Aim. Transcribe the lines below word for word, beginning with the line that contains "Where can you see the rigging" and continuing through the line that contains "column 440, row 397".

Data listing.
========================================================================

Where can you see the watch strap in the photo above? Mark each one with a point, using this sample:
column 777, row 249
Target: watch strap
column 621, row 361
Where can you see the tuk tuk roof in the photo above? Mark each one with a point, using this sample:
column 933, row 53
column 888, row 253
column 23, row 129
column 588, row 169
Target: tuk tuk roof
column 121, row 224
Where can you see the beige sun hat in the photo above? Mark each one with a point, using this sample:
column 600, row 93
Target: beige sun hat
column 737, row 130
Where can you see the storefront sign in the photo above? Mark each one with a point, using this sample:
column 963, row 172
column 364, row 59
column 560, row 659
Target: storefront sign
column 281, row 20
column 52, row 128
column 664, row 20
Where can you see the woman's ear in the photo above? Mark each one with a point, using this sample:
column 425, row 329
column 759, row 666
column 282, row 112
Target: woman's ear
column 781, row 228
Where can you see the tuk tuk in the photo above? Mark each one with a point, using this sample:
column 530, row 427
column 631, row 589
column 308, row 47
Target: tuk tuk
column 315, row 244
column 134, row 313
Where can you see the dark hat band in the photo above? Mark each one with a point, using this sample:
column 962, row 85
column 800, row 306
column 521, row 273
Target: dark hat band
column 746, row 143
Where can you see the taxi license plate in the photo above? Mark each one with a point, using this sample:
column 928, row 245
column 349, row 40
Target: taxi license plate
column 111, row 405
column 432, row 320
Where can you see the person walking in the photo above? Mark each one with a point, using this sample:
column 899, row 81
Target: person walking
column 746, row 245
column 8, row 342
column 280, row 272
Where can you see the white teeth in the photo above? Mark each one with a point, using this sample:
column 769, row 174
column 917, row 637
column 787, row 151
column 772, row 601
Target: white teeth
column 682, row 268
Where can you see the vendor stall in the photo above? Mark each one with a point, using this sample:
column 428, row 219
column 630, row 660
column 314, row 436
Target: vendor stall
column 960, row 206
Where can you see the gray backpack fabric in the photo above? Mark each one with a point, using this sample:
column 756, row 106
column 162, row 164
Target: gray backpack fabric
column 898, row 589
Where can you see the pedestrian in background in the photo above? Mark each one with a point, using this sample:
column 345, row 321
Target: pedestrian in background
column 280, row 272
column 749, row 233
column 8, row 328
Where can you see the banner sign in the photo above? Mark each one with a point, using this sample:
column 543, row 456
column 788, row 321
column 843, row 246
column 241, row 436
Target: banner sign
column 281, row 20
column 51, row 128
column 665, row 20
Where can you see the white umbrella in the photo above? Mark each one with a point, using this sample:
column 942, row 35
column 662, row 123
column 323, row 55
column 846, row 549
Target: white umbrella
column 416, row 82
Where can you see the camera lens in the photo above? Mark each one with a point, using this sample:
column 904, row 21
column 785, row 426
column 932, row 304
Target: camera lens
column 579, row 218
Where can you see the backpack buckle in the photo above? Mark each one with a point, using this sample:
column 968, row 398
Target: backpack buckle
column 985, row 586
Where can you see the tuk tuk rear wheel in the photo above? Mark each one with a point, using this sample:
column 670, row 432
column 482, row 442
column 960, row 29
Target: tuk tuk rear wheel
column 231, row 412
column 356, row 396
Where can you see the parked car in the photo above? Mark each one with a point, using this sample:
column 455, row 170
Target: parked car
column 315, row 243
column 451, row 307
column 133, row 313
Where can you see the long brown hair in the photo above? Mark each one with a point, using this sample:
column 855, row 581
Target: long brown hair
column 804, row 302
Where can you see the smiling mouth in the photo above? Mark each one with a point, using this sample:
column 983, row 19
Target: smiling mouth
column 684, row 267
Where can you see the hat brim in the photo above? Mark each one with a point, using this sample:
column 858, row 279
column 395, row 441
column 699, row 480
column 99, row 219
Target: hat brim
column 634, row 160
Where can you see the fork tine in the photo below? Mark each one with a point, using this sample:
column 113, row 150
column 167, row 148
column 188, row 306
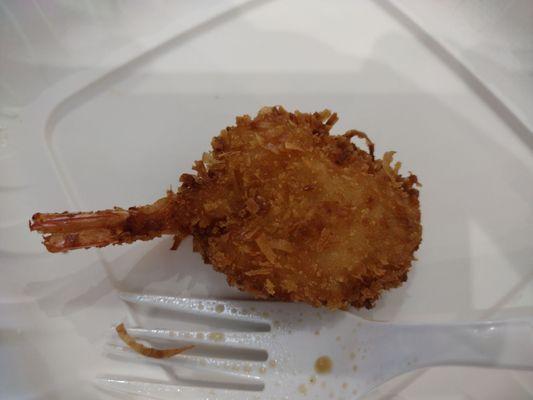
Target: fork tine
column 231, row 309
column 165, row 390
column 256, row 340
column 230, row 370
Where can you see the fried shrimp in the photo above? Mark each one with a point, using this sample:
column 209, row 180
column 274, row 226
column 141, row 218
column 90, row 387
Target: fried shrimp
column 284, row 209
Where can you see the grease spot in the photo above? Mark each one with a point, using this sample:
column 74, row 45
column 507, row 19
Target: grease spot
column 323, row 365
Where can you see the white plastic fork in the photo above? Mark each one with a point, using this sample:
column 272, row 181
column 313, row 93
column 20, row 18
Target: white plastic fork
column 274, row 355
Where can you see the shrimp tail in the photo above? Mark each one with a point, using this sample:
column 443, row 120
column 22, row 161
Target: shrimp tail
column 68, row 231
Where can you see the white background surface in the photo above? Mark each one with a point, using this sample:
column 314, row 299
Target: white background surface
column 414, row 83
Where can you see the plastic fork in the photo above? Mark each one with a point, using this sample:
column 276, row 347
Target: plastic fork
column 287, row 351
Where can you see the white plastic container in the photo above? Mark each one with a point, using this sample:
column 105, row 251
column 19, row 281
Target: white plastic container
column 106, row 104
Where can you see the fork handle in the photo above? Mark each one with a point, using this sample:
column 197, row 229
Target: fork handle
column 497, row 344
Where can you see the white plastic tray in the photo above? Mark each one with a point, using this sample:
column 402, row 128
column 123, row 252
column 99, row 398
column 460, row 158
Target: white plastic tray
column 122, row 131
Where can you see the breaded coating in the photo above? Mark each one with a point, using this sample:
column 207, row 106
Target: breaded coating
column 284, row 209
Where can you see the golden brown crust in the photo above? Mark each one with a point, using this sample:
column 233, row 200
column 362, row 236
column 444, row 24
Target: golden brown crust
column 284, row 209
column 289, row 212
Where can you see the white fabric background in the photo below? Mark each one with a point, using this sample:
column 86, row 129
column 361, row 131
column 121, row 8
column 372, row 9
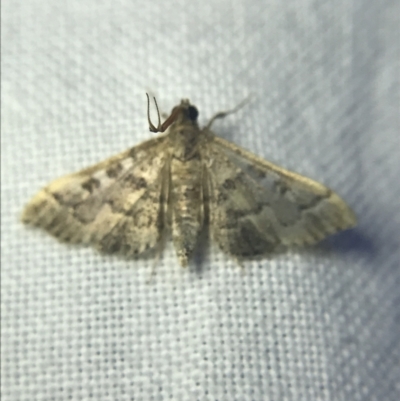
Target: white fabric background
column 321, row 324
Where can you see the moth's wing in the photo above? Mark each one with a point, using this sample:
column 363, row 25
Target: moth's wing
column 256, row 206
column 116, row 205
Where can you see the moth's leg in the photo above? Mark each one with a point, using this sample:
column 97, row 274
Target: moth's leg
column 222, row 114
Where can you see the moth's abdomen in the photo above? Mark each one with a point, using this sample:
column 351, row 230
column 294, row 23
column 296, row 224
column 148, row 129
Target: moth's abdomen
column 187, row 207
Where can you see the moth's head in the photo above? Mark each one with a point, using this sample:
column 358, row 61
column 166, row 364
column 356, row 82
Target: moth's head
column 183, row 114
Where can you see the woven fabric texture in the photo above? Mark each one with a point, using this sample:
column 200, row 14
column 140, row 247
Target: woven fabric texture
column 318, row 324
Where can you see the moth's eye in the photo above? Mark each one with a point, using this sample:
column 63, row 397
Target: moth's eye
column 193, row 113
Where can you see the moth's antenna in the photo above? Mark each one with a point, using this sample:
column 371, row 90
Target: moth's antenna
column 161, row 127
column 152, row 127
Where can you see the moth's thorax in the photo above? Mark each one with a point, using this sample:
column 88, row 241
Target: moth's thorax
column 185, row 134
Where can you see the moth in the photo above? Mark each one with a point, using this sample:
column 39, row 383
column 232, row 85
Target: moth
column 179, row 183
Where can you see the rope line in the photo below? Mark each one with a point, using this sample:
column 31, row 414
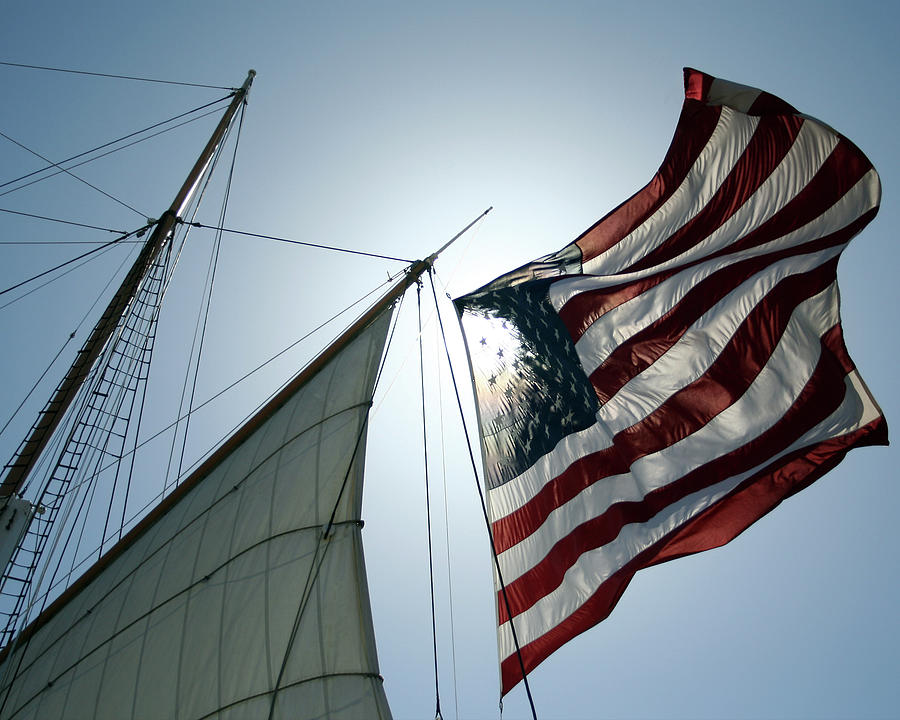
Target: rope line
column 50, row 219
column 437, row 690
column 121, row 139
column 75, row 259
column 302, row 242
column 117, row 77
column 73, row 175
column 484, row 508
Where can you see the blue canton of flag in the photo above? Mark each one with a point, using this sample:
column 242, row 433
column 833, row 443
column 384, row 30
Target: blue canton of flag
column 531, row 386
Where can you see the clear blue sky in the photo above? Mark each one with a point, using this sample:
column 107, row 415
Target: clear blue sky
column 387, row 127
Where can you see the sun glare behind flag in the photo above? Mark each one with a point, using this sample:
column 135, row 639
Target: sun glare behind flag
column 658, row 385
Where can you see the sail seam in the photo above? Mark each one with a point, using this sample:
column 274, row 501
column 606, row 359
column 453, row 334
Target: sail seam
column 325, row 676
column 144, row 616
column 211, row 506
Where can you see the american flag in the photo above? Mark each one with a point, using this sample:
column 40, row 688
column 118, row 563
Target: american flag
column 661, row 383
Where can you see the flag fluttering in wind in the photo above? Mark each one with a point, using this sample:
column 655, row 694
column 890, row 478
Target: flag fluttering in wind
column 658, row 385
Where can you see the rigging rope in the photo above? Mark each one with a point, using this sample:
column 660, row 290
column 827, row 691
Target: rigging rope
column 118, row 140
column 484, row 507
column 73, row 175
column 302, row 242
column 75, row 259
column 437, row 690
column 44, row 217
column 117, row 77
column 440, row 397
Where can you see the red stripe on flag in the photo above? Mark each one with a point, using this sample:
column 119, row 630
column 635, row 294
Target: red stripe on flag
column 745, row 505
column 695, row 126
column 684, row 413
column 816, row 402
column 583, row 309
column 771, row 141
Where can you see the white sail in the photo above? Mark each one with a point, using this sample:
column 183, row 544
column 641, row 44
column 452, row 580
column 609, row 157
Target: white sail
column 244, row 595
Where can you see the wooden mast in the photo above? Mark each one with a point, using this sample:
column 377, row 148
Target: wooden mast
column 29, row 452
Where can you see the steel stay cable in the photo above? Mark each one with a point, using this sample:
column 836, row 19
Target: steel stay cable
column 117, row 77
column 326, row 533
column 437, row 691
column 212, row 279
column 117, row 140
column 65, row 344
column 75, row 259
column 302, row 242
column 73, row 175
column 50, row 219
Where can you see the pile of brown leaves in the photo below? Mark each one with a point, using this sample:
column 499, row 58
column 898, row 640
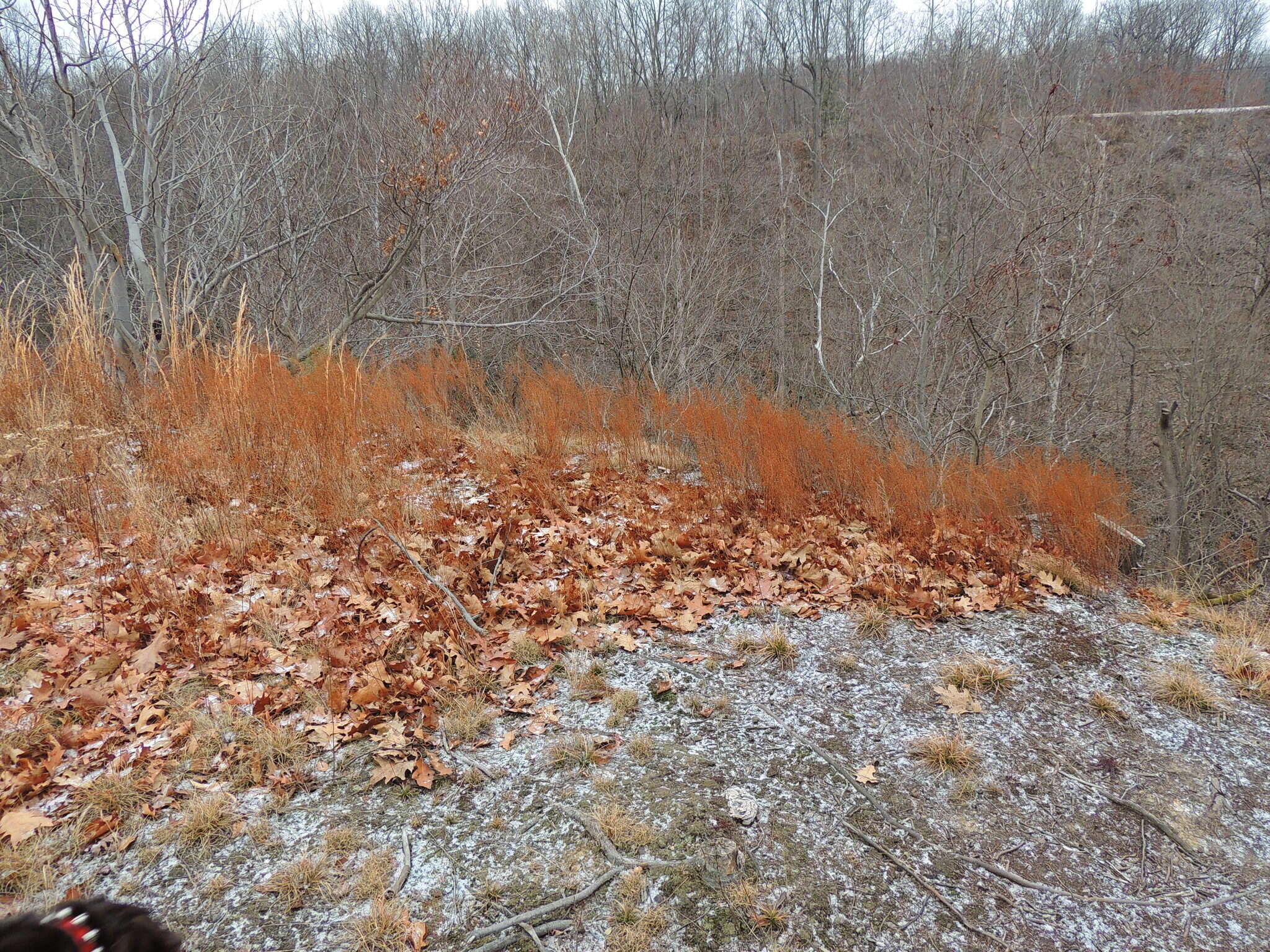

========================================================================

Response.
Where can you see the rigging rope in the photo above? Mark each one with a point, using this sample:
column 660, row 290
column 827, row 691
Target: rigging rope
column 118, row 140
column 484, row 507
column 73, row 175
column 302, row 242
column 75, row 259
column 437, row 690
column 44, row 217
column 117, row 77
column 440, row 397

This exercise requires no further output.